Task brief:
Update the part that opens with the line containing "174, row 144." and closes with the line containing "column 366, row 278" by putting "gravel road" wherever "dirt road" stands, and leave everything else as it is. Return only those lines.

Records:
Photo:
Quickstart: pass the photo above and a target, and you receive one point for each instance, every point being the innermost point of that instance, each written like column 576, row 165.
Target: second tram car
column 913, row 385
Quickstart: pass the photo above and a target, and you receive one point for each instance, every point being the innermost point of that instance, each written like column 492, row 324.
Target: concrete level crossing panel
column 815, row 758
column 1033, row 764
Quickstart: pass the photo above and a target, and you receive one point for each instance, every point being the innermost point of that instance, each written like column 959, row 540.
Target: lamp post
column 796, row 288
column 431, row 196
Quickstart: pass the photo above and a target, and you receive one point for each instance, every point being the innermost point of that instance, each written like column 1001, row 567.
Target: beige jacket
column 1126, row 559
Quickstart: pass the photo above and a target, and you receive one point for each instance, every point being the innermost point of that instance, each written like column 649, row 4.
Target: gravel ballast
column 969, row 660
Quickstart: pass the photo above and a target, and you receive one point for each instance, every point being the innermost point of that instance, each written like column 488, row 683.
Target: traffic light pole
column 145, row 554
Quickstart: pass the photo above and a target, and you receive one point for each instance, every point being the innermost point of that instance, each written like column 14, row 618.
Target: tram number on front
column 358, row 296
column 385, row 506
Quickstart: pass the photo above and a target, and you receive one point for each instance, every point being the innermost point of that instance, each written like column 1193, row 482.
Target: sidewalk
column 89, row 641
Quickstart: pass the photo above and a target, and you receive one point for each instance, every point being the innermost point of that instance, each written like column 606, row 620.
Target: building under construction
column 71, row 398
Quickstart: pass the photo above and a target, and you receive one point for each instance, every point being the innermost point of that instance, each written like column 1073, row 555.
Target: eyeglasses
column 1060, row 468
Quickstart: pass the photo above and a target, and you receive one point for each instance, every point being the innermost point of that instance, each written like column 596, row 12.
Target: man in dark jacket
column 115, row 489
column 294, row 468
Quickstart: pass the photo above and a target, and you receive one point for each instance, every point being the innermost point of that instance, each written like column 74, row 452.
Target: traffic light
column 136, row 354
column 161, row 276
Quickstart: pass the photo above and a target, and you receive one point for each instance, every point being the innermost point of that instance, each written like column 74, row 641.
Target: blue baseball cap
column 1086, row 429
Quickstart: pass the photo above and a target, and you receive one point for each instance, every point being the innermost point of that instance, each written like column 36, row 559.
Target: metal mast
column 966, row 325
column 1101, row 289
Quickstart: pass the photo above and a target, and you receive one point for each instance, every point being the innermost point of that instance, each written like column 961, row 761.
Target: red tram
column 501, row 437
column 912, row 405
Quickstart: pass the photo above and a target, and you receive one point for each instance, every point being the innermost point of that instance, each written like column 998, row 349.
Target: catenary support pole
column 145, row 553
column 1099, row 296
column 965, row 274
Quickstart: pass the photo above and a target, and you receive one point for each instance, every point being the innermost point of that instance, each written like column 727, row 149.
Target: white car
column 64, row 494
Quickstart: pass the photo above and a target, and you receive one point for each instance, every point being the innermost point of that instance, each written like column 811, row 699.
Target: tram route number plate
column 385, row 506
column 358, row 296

==

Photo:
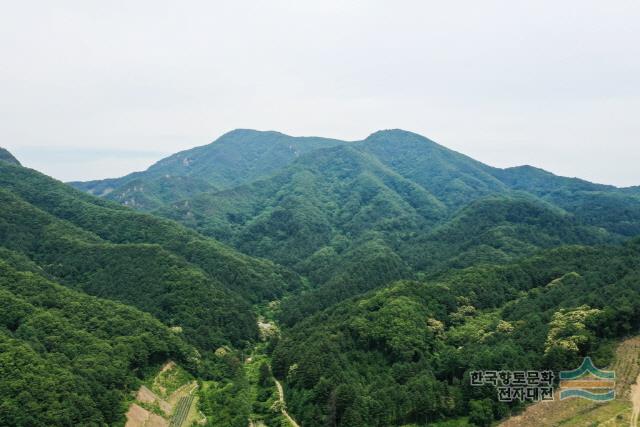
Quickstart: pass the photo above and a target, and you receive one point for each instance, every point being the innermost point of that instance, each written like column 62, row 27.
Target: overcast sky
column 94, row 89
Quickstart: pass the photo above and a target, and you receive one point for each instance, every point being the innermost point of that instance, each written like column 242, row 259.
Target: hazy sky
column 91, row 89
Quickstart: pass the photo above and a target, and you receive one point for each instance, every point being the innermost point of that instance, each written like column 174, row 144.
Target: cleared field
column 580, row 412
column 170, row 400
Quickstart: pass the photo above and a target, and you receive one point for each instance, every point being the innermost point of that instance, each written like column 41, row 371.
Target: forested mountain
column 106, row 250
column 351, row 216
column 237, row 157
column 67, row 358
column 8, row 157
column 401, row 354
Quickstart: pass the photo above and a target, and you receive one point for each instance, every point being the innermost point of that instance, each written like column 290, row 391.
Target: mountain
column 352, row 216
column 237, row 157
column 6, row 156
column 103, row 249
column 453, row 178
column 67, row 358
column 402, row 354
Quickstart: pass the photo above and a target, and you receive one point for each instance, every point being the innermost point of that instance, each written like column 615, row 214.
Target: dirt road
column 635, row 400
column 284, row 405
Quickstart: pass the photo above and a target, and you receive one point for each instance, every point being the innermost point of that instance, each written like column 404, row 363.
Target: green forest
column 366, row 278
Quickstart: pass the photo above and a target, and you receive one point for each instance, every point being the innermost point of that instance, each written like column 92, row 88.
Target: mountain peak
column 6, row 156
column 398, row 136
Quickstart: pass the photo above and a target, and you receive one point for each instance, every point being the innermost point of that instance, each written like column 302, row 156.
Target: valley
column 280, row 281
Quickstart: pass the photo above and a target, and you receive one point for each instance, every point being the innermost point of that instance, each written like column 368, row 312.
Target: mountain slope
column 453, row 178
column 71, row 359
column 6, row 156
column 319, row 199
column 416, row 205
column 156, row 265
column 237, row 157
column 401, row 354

Answer to this exercise:
Quickstart: pass the photo above and a target, and you receive one point for each instance, every point being the innermost point of that instance, each written like column 174, row 144.
Target: cleared field
column 580, row 412
column 170, row 400
Quickstart: pass the photo above and a target, and you receive one point for each instance, every point being the innermost point of that instance, each written like column 41, row 371.
Target: forested mountain
column 106, row 250
column 351, row 216
column 237, row 157
column 67, row 358
column 8, row 157
column 401, row 354
Quickstart: pass the photo above and a target, and you receive one point for each instance, every point being the innermost point of that instance, each written like column 290, row 391.
Target: mountain
column 352, row 216
column 237, row 157
column 6, row 156
column 103, row 249
column 453, row 178
column 67, row 358
column 402, row 354
Quickstart: pass the photo above and a target, and you receive one point for each instance, every point being the innermost point of that instance, each written like column 615, row 214.
Target: gravel road
column 635, row 400
column 284, row 405
Quickstart: pass the photo above and a target, and you receive one point for each instance, every point being the innermost point of that instance, each written like column 404, row 363.
Target: green forest
column 366, row 278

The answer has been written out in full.